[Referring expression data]
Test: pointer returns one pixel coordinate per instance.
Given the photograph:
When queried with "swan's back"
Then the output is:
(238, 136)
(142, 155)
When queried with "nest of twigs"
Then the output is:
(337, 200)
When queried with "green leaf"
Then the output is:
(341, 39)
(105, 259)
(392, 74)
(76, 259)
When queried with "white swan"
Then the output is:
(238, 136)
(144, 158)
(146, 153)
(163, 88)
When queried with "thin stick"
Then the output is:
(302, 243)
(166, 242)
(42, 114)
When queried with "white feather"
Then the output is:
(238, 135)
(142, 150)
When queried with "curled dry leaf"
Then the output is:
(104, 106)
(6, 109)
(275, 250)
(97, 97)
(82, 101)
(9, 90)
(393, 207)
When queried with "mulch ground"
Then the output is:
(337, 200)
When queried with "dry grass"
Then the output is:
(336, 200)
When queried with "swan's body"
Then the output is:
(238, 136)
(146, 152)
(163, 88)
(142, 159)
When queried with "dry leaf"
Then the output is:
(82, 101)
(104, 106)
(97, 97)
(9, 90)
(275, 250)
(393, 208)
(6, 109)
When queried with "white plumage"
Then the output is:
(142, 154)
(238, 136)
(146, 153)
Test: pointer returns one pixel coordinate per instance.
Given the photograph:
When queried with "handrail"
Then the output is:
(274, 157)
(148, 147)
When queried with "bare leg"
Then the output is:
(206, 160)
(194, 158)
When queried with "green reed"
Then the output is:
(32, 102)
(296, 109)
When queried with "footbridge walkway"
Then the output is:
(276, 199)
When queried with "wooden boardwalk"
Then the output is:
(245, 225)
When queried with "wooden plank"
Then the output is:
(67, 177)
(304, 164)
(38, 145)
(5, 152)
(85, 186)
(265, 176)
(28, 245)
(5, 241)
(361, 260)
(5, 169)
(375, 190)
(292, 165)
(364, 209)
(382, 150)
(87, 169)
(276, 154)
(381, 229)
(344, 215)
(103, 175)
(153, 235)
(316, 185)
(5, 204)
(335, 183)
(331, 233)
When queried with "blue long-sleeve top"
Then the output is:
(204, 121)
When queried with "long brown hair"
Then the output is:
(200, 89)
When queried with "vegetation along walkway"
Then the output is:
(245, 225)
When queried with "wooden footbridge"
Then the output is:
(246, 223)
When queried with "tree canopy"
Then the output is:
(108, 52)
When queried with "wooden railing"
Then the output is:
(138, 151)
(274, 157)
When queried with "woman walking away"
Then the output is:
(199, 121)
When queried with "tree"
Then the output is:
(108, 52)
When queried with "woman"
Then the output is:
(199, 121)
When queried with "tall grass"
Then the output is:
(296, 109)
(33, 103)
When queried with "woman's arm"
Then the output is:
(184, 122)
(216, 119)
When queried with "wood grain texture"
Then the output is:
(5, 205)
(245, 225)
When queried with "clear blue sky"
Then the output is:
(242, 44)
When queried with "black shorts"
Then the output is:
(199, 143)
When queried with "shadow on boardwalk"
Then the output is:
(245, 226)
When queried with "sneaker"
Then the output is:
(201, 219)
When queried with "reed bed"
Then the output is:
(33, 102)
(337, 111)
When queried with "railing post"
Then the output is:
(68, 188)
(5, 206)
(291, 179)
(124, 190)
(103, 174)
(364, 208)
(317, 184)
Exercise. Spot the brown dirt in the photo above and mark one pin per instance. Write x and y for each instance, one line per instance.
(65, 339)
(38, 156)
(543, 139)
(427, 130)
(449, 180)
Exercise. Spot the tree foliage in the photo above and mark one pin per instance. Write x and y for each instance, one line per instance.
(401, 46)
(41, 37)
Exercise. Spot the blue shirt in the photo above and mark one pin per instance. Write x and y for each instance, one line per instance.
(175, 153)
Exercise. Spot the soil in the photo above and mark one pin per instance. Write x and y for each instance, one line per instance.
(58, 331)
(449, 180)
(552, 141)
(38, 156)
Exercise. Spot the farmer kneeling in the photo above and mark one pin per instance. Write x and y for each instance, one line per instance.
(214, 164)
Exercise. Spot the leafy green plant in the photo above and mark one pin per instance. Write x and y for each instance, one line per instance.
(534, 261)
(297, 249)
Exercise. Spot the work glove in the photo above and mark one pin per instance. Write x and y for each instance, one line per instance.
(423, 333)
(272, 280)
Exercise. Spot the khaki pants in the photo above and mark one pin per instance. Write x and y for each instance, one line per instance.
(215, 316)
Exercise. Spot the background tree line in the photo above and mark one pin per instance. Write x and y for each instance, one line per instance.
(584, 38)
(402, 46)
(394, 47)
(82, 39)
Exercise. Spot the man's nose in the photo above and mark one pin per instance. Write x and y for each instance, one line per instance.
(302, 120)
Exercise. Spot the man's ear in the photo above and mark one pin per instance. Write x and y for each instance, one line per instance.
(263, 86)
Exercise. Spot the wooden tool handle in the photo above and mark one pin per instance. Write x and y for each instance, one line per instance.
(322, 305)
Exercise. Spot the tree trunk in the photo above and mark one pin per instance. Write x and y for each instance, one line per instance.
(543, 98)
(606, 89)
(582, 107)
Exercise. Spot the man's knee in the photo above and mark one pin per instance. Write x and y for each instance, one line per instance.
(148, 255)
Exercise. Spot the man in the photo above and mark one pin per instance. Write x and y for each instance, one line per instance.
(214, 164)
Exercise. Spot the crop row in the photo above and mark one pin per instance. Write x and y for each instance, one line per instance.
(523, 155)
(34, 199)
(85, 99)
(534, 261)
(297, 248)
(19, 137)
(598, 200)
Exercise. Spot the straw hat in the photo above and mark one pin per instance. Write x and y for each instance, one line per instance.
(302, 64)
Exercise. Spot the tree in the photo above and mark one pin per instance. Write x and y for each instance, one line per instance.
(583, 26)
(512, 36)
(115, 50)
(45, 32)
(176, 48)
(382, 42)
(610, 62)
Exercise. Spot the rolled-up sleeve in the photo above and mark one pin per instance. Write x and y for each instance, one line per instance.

TASK DETAILS
Above are the entries; return each one exactly.

SOLUTION TO THIS PROBLEM
Test: pointer returns one pixel coordinate per instance.
Given the photograph:
When queried with "swan's back"
Then the output is:
(238, 136)
(142, 155)
When queried with "nest of twigs"
Then the output is:
(337, 200)
When queried with "green leaf"
Then the output is:
(341, 39)
(105, 259)
(392, 74)
(76, 259)
When queried with "white swan"
Then the output is:
(238, 136)
(144, 158)
(146, 153)
(163, 88)
When queried with "thin stick"
Then the output is:
(302, 243)
(166, 242)
(42, 114)
When queried with "white feather"
Then the output is:
(238, 135)
(142, 150)
When queried with "curled dry leaf"
Then the output is:
(104, 106)
(6, 109)
(275, 250)
(97, 97)
(82, 101)
(9, 90)
(393, 207)
When queried with "mulch ground"
Then the output is:
(337, 200)
When queried with "dry grass"
Then the output is:
(336, 200)
When queried with "swan's body"
Then the output is:
(238, 136)
(146, 152)
(163, 88)
(142, 159)
When queried with "dry leaf"
Then the output is:
(82, 101)
(104, 106)
(97, 97)
(9, 90)
(275, 250)
(393, 208)
(6, 109)
When queried with "white plumage"
Then the output is:
(142, 154)
(238, 136)
(146, 153)
Test: pointer returns one pixel coordinate per instance.
Given the photograph:
When queried with "handrail"
Then the output is:
(274, 157)
(148, 147)
When queried with "bare leg"
Then the output is:
(206, 160)
(194, 158)
When queried with "green reed"
Then the output is:
(32, 102)
(296, 109)
When queried with "footbridge walkway"
Then the output is:
(276, 199)
When queried with "wooden boardwalk"
Then the output is:
(245, 225)
When queried with "wooden plank"
Then the output is:
(67, 177)
(304, 164)
(38, 145)
(5, 152)
(85, 186)
(265, 176)
(28, 245)
(5, 241)
(361, 260)
(5, 169)
(375, 190)
(292, 165)
(364, 209)
(382, 150)
(87, 169)
(276, 154)
(381, 229)
(344, 215)
(103, 175)
(153, 235)
(316, 185)
(5, 204)
(335, 183)
(331, 233)
When queried with "blue long-sleeve top"
Then the output is:
(204, 121)
When queried with "long brown hair"
Then the output is:
(200, 89)
When queried with "vegetation along walkway"
Then the output is:
(245, 225)
When queried with "wooden footbridge"
Then the output is:
(246, 223)
When queried with "tree canopy"
Then the output is:
(108, 52)
When queried with "wooden railing"
Then the output is:
(138, 151)
(274, 157)
When queried with "woman walking away"
Then the output is:
(199, 121)
When queried with "tree"
Then the output is:
(108, 52)
When queried with "woman"
Then the output is:
(199, 121)
When queried with "tall grass"
Then the output is:
(296, 109)
(33, 103)
When queried with "woman's arm"
Then the output is:
(184, 122)
(216, 119)
When queried with "wood grain texture"
Then the output is:
(5, 205)
(245, 225)
When queried with "clear blue sky"
Then the output is:
(242, 44)
When queried with "black shorts"
Then the output is:
(199, 143)
When queried with "shadow on boardwalk"
Then the output is:
(245, 226)
When queried with "sneaker"
Then the output is:
(201, 219)
When queried with "reed bed"
Then the output is:
(33, 102)
(337, 111)
When queried with "railing post"
Then the output is:
(68, 188)
(5, 206)
(291, 179)
(124, 190)
(103, 174)
(364, 208)
(317, 184)
Exercise. Spot the brown dirt in the photo above and mark one pin per instance. Write x and y for each instance, one line per instance.
(65, 339)
(38, 156)
(543, 139)
(427, 130)
(449, 180)
Exercise. Spot the tree foliage in the photo above and mark one pin per instance. Write x and y for each instance, one line per instance.
(401, 46)
(41, 37)
Exercise. Spot the blue shirt in the photo above and mark one pin per instance. Write x and y for each instance, one line per instance.
(175, 153)
Exercise. Spot the soil in the photo above and mark one pin per instance. Write x and y for each instance, one line per instance.
(58, 331)
(449, 180)
(552, 141)
(38, 156)
Exercise. Spot the farmer kneeling in the photo above and mark one pin per instance. Write x and y for each instance, one line per instance.
(214, 164)
Exercise. Spot the leafy green plant in the photo above and mark one pin per instance. Write x and y for each instance, one line per instance.
(534, 261)
(297, 249)
Exercise. Spot the work glove in the photo above and mark one pin per instance. Write x and y for each instance, one line per instance.
(423, 333)
(272, 280)
Exercise. Spot the khaki pants in the photo above and mark one pin per instance. Write x and y for each instance, one line per instance.
(215, 316)
Exercise. Spot the background tree line in the photo above and mark one pin per instance. Write x and y for each instance, one line per instance.
(584, 38)
(402, 46)
(394, 47)
(82, 39)
Exercise. Spot the man's nose in the photo above and mark one pin per instance. Write x and y for each instance, one line per instance.
(302, 120)
Exercise. Spot the man's ear in the photo above and mark one pin per instance. Write x and y for each instance, one line per instance.
(263, 86)
Exercise. Spot the wooden tool handle in the photo above and mark one pin per instance. Write x and y for each instance, one line per instance.
(322, 305)
Exercise. Spot the tree trunk in the photo above and mark one pin per instance. Write x and y for each instance, one line per instance.
(543, 98)
(606, 89)
(582, 107)
Exercise. Spot the man's knee in the photo above and mark one pin per instance. Write x and y for each instance, one line per instance.
(148, 255)
Exercise. Spot the man in the photo above and mark one pin per instance. Write x and y for each instance, one line per instance.
(214, 164)
Exercise. Spot the crop row in the photo above and mark one pin per instance. Write x and y for each instance, one line per instance.
(523, 155)
(34, 199)
(85, 99)
(534, 261)
(297, 248)
(19, 137)
(598, 200)
Exercise. Spot the straw hat in the photo above and mark one pin per instance. Write x and y for each instance, one line per instance.
(302, 64)
Exercise. Spot the tree in the photo above and mark one pin per instance. Write x and y for each instance, one line per instance.
(583, 26)
(512, 36)
(115, 50)
(45, 32)
(176, 48)
(382, 42)
(610, 62)
Exercise. Spot the rolled-up sleeve in the photo above and mark one pin per instance. Write x and y for each instance, one line per instance.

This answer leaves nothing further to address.